What is being asked:
Each entry must be restated exactly as it appears.

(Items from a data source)
_ _ _

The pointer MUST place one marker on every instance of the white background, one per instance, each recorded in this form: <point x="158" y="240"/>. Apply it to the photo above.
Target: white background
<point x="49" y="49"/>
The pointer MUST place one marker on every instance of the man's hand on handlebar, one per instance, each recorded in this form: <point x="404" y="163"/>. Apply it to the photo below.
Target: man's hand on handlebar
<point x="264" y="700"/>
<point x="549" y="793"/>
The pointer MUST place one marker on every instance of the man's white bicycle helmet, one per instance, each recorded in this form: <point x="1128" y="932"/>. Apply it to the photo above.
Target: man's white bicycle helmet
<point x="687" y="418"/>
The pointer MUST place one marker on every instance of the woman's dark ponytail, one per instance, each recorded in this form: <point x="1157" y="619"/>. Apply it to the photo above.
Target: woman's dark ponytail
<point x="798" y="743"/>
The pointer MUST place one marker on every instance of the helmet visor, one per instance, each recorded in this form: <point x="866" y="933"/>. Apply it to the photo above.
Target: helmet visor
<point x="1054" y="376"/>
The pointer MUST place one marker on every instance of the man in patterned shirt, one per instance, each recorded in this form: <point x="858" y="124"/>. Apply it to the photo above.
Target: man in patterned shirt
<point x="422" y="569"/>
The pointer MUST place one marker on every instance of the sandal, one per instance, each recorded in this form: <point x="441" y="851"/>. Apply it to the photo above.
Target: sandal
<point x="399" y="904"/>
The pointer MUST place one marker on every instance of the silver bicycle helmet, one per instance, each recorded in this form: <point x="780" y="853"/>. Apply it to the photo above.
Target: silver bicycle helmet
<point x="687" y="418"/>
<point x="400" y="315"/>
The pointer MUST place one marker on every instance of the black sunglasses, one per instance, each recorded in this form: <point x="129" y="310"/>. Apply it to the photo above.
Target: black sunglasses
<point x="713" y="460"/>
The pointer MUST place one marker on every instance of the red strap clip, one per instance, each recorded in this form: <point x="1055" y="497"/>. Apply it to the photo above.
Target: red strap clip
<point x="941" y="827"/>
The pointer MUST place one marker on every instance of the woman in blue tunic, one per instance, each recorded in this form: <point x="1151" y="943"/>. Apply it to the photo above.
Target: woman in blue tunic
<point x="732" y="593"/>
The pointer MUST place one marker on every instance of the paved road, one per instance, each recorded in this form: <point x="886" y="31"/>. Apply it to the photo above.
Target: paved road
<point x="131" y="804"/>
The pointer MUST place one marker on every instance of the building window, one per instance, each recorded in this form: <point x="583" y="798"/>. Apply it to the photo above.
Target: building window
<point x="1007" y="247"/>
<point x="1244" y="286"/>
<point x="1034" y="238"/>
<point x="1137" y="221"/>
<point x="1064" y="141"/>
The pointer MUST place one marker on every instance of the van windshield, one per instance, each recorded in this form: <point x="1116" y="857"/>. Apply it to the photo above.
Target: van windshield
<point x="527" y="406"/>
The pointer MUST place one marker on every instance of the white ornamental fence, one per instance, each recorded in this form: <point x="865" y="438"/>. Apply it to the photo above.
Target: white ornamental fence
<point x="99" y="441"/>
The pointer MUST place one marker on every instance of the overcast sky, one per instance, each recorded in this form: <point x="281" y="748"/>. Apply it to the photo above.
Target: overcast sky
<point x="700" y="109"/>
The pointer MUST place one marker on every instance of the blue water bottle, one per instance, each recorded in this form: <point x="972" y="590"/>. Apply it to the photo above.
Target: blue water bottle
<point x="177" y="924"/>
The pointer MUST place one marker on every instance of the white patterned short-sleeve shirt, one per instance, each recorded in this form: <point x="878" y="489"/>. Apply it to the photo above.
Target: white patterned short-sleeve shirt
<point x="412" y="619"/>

_ _ _

Task result:
The pointer MUST place one marker on every instance of the white background, one per instance, each recorded in this form: <point x="158" y="240"/>. Apply it to the photo above.
Target: white background
<point x="49" y="49"/>
The pointer MUST place one marker on every instance of the man's hand on handlebar, one per instance, each recorded in this form: <point x="404" y="163"/>. Apply it to the photo below.
Target: man's hand on handlebar
<point x="264" y="700"/>
<point x="549" y="793"/>
The pointer MUST place one marker on every instance of the man's white bicycle helmet, one per instance, each recorded in this form: <point x="1128" y="932"/>. Apply it to the photo above.
Target: man's white bicycle helmet
<point x="687" y="418"/>
The pointer MUST place one marker on every instance of the woman's dark ponytail, one per instance, each recorded in this form: <point x="1157" y="619"/>. Apply it to the photo above.
Target: woman's dark ponytail
<point x="798" y="743"/>
The pointer MUST place one marker on every instance of the helmet visor, one per instance, each recorded in this form: <point x="866" y="933"/>. Apply it to the photo above.
Target: helmet visor
<point x="1054" y="376"/>
The pointer MUST place one marker on every instance of the man in patterned shirt, one per instance, each recorded in this form: <point x="858" y="124"/>. Apply it to the photo above.
Target: man in patterned shirt
<point x="422" y="569"/>
The pointer MUST place one marker on every instance of the sandal, one per instance, each recorded in this form: <point x="441" y="851"/>. Apply it to the photo above.
Target: sandal
<point x="399" y="904"/>
The pointer MUST place one marker on every instance of the silver bicycle helmet, one per instance, each recorded in this form: <point x="780" y="853"/>. Apply it to the photo above.
Target: silver bicycle helmet
<point x="687" y="418"/>
<point x="400" y="315"/>
The pointer MUST place one marker on every instance of the black sunglasses, one per instance, each recorded in this form: <point x="129" y="310"/>. Apply it to the photo above.
Target: black sunglasses
<point x="713" y="460"/>
The pointer MUST place one marker on every instance of the red strap clip, one per instance, each recorded in this form: <point x="1055" y="497"/>. Apply it to the photo above.
Target: red strap clip
<point x="941" y="827"/>
The pointer MUST place one marker on every instance of the woman in blue tunic, one per instance, each recorded in this form: <point x="1151" y="943"/>. Apply it to the photo above.
Target: woman in blue tunic
<point x="732" y="593"/>
The pointer MUST place one marker on every instance of the paved road, one per instance, each recorded in this form: <point x="886" y="31"/>. Apply it to the photo above.
Target: paved road
<point x="131" y="804"/>
The pointer MUST place one marker on every instance of the building window, one per instance, each recorded in this form: <point x="583" y="798"/>. Apply it to the photo above.
Target: building window
<point x="1007" y="247"/>
<point x="1244" y="286"/>
<point x="1034" y="238"/>
<point x="1137" y="221"/>
<point x="1064" y="141"/>
The pointer MUST place one marker on every instance of the van windshield, one per instance, each recorded in this form: <point x="1116" y="857"/>. Apply it to the photo above.
Target: van windshield
<point x="527" y="406"/>
The pointer MUST place one marker on every instance of the white ornamental fence, one per instance, each recorded in this form: <point x="865" y="438"/>. Apply it to the photo above.
Target: white ornamental fence
<point x="99" y="441"/>
The pointer MUST place one marker on every instance of the overcast sky, one per instance, each recorded in this form: <point x="281" y="748"/>. Apply it to the photo above.
Target: overcast sky
<point x="700" y="109"/>
The pointer MUST place one marker on every instance of the blue water bottle, one per instance, each recorded in this form: <point x="972" y="590"/>. Apply it to the photo above.
Target: blue water bottle
<point x="177" y="924"/>
The pointer MUST place one marker on every instance of the white patterned short-sleeve shirt, one per instance, each recorded in this form: <point x="878" y="489"/>. Apply it to the photo above.
Target: white patterned short-sleeve shirt
<point x="412" y="619"/>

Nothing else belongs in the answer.